> **Tarefa 1**
Devolva, sem qualquer alteração, o trecho do texto sobre o brexit entre "Eu olho para" e "a minha casa.", inclusive.

Agora é oficial. O Reino Unido invocou o artigo 50.º do Tratado de Lisboa e vai deixar a União Europeia. Não tome isto de ânimo leve - esta não é uma notícia falsa, este é um acontecimento histórico que vai mudar dramaticamente a Europa e a sua própria situação. A desintegração do continente está a avançar a toda velocidade e irá produzir muitos perdedores.

É possível que ainda não o sinta, mas a vida irá ser mais difícil por um longo período antes de voltar a ficar melhor. O mal é em grande parte autoinfligido; graças à fraca habilidade política dos dois lados do canal da Mancha. Não precisava de ser assim. Essa é a ironia da situação atual.

Eu olho para o brexit como académico e como cidadão. Como académico sinto-me razoavelmente feliz: o brexit é um caso fascinante para estudar e aumenta a audiência para o meu trabalho. Como cidadão, no entanto, sinto-me profundamente infeliz. Eu cresci na Silésia, atrás da Cortina de Ferro, e uma Europa sem fronteiras era o meu sonho. Hoje esse sonho está a ser destruído; não quero ver novos muros, implorar aos funcionários da imigração por um visto, solicitar uma autorização de trabalho numa Europa que considero a minha casa.

Embora tenha trabalhado e pago impostos no Reino Unido durante muitos anos, ainda sou cidadão polaco, sou portador de um passaporte holandês e tenho uma casa em Itália. A minha família está espalhada por todo o continente, assim como as minhas contribuições para o regime de pensões. O acesso a ambos será muito mais difícil para mim depois do brexit. Pergunto-me se algum funcionário me irá ajudar a resolver problemas pessoais causados pelos novos muros erguidos em todo o continente.

Poderá pensar talvez que o brexit afetará apenas nómadas como eu, e não sedentários como o leitor. Não está a planear ir de férias para a chuvosa Grã-Bretanha, então por que se há de preocupar? Não se iluda: o brexit não será um divórcio amigável e terá implicações para todos. Não é fácil desenredar 20 000 leis e regulamentos do acervo europeu; há numerosas vozes refratárias de ambos os lados da mesa de negociações, e estas, sob o brilho das emoções dos meios de comunicação, irão desempenhar um papel maior do que as considerações racionais no processo de negociação.

(Registos do conjunto de dados)
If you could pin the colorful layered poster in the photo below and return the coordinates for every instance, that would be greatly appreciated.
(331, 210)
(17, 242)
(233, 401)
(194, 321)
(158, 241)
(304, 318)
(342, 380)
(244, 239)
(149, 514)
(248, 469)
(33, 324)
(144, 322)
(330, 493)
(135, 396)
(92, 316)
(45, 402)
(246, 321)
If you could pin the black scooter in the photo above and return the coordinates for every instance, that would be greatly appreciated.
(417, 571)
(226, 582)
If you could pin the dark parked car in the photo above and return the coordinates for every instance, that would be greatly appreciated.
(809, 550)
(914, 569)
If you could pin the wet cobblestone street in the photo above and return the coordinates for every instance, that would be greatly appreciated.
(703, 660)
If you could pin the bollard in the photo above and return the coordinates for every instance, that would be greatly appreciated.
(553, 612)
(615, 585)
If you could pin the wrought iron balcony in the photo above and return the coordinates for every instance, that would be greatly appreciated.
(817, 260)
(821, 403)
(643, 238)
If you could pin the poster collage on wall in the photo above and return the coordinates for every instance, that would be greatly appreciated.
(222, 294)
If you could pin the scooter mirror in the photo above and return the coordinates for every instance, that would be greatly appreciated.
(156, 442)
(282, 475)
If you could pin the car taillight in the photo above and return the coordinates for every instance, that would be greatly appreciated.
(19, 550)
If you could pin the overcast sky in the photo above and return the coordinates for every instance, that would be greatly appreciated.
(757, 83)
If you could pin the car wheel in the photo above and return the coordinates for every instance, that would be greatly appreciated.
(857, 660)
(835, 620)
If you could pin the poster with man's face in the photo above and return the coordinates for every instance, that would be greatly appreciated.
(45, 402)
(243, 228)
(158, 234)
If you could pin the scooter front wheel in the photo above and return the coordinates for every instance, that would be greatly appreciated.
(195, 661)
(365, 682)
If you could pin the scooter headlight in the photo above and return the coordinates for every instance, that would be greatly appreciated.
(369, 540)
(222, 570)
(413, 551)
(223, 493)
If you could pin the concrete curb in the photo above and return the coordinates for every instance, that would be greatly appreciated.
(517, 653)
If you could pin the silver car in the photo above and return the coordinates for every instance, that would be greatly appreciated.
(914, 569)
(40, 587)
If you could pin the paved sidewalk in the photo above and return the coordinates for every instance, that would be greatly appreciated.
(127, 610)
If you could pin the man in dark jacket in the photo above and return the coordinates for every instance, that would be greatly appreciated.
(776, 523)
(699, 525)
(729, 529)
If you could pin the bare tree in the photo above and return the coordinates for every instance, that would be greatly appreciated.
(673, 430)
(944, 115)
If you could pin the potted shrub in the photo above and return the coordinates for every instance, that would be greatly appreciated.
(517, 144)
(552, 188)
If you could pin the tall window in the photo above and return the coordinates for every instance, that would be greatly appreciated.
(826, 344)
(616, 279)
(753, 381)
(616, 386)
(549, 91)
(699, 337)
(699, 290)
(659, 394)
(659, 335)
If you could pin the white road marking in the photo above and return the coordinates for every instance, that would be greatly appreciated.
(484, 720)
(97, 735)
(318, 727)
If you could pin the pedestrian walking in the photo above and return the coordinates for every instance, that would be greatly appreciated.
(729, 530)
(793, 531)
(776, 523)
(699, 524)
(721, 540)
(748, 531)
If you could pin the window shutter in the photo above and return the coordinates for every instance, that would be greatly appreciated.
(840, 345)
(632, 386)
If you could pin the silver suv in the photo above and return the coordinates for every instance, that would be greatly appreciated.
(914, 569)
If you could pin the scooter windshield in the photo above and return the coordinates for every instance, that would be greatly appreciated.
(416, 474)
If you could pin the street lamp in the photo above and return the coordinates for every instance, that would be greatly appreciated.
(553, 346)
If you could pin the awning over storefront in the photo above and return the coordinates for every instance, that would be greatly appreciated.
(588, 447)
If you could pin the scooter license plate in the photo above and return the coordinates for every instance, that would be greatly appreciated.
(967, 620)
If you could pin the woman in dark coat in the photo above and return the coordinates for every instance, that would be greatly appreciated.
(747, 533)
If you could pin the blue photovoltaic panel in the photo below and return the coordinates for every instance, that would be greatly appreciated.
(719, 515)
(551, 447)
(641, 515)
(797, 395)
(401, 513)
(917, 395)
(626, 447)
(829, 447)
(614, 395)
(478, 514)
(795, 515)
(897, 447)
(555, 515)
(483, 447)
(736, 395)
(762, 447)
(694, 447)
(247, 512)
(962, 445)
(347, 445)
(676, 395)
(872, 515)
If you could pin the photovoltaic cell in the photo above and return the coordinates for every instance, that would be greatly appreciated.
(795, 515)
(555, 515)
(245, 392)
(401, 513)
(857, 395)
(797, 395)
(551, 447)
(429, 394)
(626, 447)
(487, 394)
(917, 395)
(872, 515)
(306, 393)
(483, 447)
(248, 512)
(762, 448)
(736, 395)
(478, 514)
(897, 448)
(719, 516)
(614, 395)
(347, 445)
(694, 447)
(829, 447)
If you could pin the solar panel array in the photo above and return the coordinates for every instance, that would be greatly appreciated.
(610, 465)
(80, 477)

> **Tarefa 2**
Recolha e copie cada linha dos registos em que surge a palavra "silver".

> **Resultado 1**
Eu olho para o brexit como académico e como cidadão. Como académico sinto-me razoavelmente feliz: o brexit é um caso fascinante para estudar e aumenta a audiência para o meu trabalho. Como cidadão, no entanto, sinto-me profundamente infeliz. Eu cresci na Silésia, atrás da Cortina de Ferro, e uma Europa sem fronteiras era o meu sonho. Hoje esse sonho está a ser destruído; não quero ver novos muros, implorar aos funcionários da imigração por um visto, solicitar uma autorização de trabalho numa Europa que considero a minha casa.

> **Resultado 2**
If you could pin the silver car in the photo above and return the coordinates for every instance, that would be greatly appreciated.
If you could pin the silver suv in the photo above and return the coordinates for every instance, that would be greatly appreciated.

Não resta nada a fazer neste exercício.